What you return must be exactly the lines from the one containing "band shown in this photo." through the close of the listing, both included.

**Data to use**
= Beginning of Section =
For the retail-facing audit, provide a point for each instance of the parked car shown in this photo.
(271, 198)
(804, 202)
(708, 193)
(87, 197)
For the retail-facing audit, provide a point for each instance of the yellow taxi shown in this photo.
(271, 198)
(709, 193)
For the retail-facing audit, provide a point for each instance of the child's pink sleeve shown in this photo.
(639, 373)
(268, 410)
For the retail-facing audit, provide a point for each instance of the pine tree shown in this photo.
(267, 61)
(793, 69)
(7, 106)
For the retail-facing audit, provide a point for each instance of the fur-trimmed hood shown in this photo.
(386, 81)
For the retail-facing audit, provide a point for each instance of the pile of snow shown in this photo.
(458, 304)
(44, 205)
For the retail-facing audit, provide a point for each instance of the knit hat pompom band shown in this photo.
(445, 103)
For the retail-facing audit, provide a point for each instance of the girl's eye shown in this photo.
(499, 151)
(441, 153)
= End of Section =
**Exercise result**
For the retail-facing audit, provide a point for each instance of the knit hat pompom band shown in this photo.
(445, 103)
For the retail-facing audit, provide a point for each instance of the girl's eye shown in this photo.
(499, 151)
(441, 153)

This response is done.